Pointing and labeling items

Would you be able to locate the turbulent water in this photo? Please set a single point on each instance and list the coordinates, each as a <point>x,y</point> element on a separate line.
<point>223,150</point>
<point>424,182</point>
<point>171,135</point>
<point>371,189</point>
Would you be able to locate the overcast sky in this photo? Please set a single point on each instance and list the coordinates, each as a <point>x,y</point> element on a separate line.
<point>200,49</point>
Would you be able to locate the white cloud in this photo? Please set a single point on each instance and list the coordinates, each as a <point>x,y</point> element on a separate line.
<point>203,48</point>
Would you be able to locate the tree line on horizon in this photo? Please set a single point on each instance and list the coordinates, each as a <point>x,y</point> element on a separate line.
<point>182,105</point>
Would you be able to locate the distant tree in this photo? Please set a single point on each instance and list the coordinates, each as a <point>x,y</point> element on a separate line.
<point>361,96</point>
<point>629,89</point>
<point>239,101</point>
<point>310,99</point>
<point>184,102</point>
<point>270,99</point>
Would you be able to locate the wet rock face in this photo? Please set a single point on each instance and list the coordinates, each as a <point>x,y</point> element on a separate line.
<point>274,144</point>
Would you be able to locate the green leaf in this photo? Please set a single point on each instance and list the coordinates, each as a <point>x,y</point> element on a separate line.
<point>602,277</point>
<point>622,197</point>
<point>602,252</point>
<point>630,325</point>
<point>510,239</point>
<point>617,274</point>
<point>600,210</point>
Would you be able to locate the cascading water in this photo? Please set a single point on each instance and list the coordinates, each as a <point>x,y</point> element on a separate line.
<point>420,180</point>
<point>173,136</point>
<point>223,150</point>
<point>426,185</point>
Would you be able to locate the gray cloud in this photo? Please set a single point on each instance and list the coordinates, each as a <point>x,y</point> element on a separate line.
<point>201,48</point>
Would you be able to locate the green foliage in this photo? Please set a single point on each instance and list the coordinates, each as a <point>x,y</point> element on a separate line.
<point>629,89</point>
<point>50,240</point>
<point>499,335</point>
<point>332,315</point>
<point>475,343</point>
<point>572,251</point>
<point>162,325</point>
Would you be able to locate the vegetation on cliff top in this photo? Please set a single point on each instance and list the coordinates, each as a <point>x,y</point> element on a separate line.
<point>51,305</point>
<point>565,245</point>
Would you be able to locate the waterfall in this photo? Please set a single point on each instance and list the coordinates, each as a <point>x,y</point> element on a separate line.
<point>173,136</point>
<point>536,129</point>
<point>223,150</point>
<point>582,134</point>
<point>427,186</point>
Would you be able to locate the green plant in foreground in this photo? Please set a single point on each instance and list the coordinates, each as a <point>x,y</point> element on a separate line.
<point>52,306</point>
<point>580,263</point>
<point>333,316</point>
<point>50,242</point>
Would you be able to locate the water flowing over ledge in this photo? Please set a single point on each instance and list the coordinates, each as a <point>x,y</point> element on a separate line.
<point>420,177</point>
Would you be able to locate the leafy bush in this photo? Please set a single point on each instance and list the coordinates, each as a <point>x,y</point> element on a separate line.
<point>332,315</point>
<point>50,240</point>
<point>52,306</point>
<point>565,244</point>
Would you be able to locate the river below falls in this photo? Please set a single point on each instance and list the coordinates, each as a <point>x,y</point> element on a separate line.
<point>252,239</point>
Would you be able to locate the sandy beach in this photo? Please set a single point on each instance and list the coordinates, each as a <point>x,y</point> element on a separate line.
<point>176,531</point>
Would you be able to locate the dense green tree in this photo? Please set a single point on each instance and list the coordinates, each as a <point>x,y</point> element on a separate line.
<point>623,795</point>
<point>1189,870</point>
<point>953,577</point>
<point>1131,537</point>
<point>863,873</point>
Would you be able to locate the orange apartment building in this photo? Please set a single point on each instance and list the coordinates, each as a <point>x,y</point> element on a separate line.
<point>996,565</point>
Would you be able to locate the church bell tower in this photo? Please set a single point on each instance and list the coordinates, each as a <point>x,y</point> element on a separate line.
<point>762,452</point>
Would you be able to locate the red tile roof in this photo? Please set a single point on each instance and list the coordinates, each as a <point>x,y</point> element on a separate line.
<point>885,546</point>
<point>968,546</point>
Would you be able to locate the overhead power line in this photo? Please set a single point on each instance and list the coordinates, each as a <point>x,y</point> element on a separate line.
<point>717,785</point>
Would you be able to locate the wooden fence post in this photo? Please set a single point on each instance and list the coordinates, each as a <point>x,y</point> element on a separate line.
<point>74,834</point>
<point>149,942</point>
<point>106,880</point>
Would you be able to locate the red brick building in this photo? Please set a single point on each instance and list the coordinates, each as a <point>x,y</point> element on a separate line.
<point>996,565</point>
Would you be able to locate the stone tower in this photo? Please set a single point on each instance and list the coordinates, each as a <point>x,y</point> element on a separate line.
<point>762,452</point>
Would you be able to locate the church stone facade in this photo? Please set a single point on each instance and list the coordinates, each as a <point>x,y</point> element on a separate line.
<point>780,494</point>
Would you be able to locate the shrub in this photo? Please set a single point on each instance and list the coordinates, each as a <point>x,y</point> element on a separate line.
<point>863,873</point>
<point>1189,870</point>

### Task instructions
Give these lines as a JSON list of strings, one string per line, with blank lines omitted; include every item.

### In response
[
  "Would you be able to locate the turbulent water in this photo? Please set a single point on each instance and list the coordinates, each as a <point>x,y</point> element on a separate line.",
  "<point>223,150</point>",
  "<point>424,182</point>",
  "<point>171,135</point>",
  "<point>371,189</point>",
  "Would you be able to locate the overcast sky in this photo? Please set a single point on each instance and list the coordinates, each as a <point>x,y</point> element on a separate line.",
  "<point>200,49</point>",
  "Would you be able to locate the white cloud in this photo? Please set a single point on each instance and list the coordinates, each as a <point>x,y</point> element on a separate line.",
  "<point>203,48</point>",
  "Would you be able to locate the tree line on horizon in this photo? Please set a single point on each instance and list the coordinates, each as a <point>x,y</point> element on a separate line.",
  "<point>182,105</point>",
  "Would you be able to locate the distant tree in this photo? Please set a single point on each instance and list the coordinates, each as a <point>x,y</point> element on a separate line.",
  "<point>361,96</point>",
  "<point>629,89</point>",
  "<point>239,101</point>",
  "<point>310,99</point>",
  "<point>184,102</point>",
  "<point>270,99</point>",
  "Would you be able to locate the wet rock face in this photo? Please set a single point on each instance and list the coordinates, each as a <point>x,y</point> element on a separate line.",
  "<point>274,144</point>",
  "Would you be able to locate the green leaf in this photo? Please set a single point on each instance and list the coordinates, each as a <point>x,y</point> element on a separate line.",
  "<point>602,277</point>",
  "<point>622,197</point>",
  "<point>602,252</point>",
  "<point>630,325</point>",
  "<point>510,239</point>",
  "<point>617,274</point>",
  "<point>600,210</point>",
  "Would you be able to locate the cascading water in this photo? Please set a single point on each instance and list the coordinates, each as a <point>x,y</point> element on a separate line.",
  "<point>420,180</point>",
  "<point>173,136</point>",
  "<point>223,150</point>",
  "<point>426,185</point>",
  "Would you be able to locate the gray cloud in this photo? Please set a single point on each instance and list the coordinates, each as a <point>x,y</point> element on a separate line.",
  "<point>201,48</point>",
  "Would you be able to locate the green foliage in this photo? Please set a single point on each instance and list the coordinates, each as a <point>x,y</point> element on a separate line.",
  "<point>629,89</point>",
  "<point>50,240</point>",
  "<point>499,335</point>",
  "<point>332,315</point>",
  "<point>475,343</point>",
  "<point>572,251</point>",
  "<point>162,325</point>",
  "Would you be able to locate the vegetation on cliff top in this photo? Please set a single point on each instance and list the coordinates, each as a <point>x,y</point> element on a separate line.",
  "<point>51,305</point>",
  "<point>565,245</point>",
  "Would you be able to locate the waterfall in this photo? Please set a single point on each instance and list the coordinates, each as a <point>x,y</point> element on a separate line.",
  "<point>173,136</point>",
  "<point>536,129</point>",
  "<point>223,150</point>",
  "<point>582,134</point>",
  "<point>427,186</point>",
  "Would you be able to locate the green plant in foreground in this photo? Please set a single point on each instance and list the coordinates, each as a <point>x,y</point> element on a separate line.",
  "<point>52,306</point>",
  "<point>580,263</point>",
  "<point>333,316</point>",
  "<point>50,242</point>",
  "Would you be able to locate the water flowing over ledge in this photo? Please set a single point on each instance and list the coordinates, each as a <point>x,y</point> element on a separate line.",
  "<point>420,177</point>",
  "Would you be able to locate the leafy bush in this photo? Please set a single point on each instance and list the coordinates, each as a <point>x,y</point> element on a separate line.",
  "<point>332,315</point>",
  "<point>50,240</point>",
  "<point>52,306</point>",
  "<point>565,244</point>",
  "Would you be able to locate the river below falls in this photo? Please set a single point on each instance and list the coordinates, each as a <point>x,y</point> element on a separate line.",
  "<point>252,239</point>",
  "Would you be able to locate the sandy beach in this photo? Please set a single point on each instance and list the coordinates, each as a <point>x,y</point> element on a separate line.",
  "<point>176,531</point>",
  "Would you be able to locate the dense green tree in this photo? Please set a single point on each instance and list the coordinates, each as a <point>x,y</point> element on a separate line.",
  "<point>623,795</point>",
  "<point>1189,870</point>",
  "<point>953,577</point>",
  "<point>1131,537</point>",
  "<point>863,873</point>",
  "Would you be able to locate the orange apartment building in this photo? Please set a single point on each instance and list the coordinates, each as a <point>x,y</point> element on a separate line.",
  "<point>996,565</point>",
  "Would you be able to locate the church bell tower in this photo? Please set a single point on each instance and list the coordinates, each as a <point>x,y</point> element on a separate line.",
  "<point>762,452</point>",
  "Would you be able to locate the red tile roof in this photo? Please set a single point on each instance and list the coordinates, each as a <point>x,y</point> element on a separate line.",
  "<point>885,546</point>",
  "<point>968,546</point>",
  "Would you be able to locate the overhead power line in this photo? Please set a single point on each instance and list the coordinates, each as a <point>x,y</point> element on a separate line.",
  "<point>717,785</point>",
  "Would you be able to locate the wooden fence post in this photo? Please set a single point on each instance and list the coordinates, each as a <point>x,y</point> element on a separate line.",
  "<point>74,834</point>",
  "<point>149,942</point>",
  "<point>106,880</point>",
  "Would you be able to locate the red brick building in this photo? Please set a single point on each instance and list the coordinates, each as a <point>x,y</point> element on a separate line.",
  "<point>996,565</point>",
  "Would you be able to locate the stone tower in this photo? Please set a single point on each instance and list the coordinates, each as a <point>x,y</point> element on a separate line.",
  "<point>762,452</point>",
  "Would you be able to locate the church stone facade in this photo? Please set a single point on each instance and list the coordinates, each as a <point>x,y</point> element on a separate line.",
  "<point>780,494</point>",
  "Would you be able to locate the shrub in this photo? Please set a single point on each instance and list the coordinates, each as a <point>x,y</point> element on a separate line.",
  "<point>863,873</point>",
  "<point>1189,870</point>"
]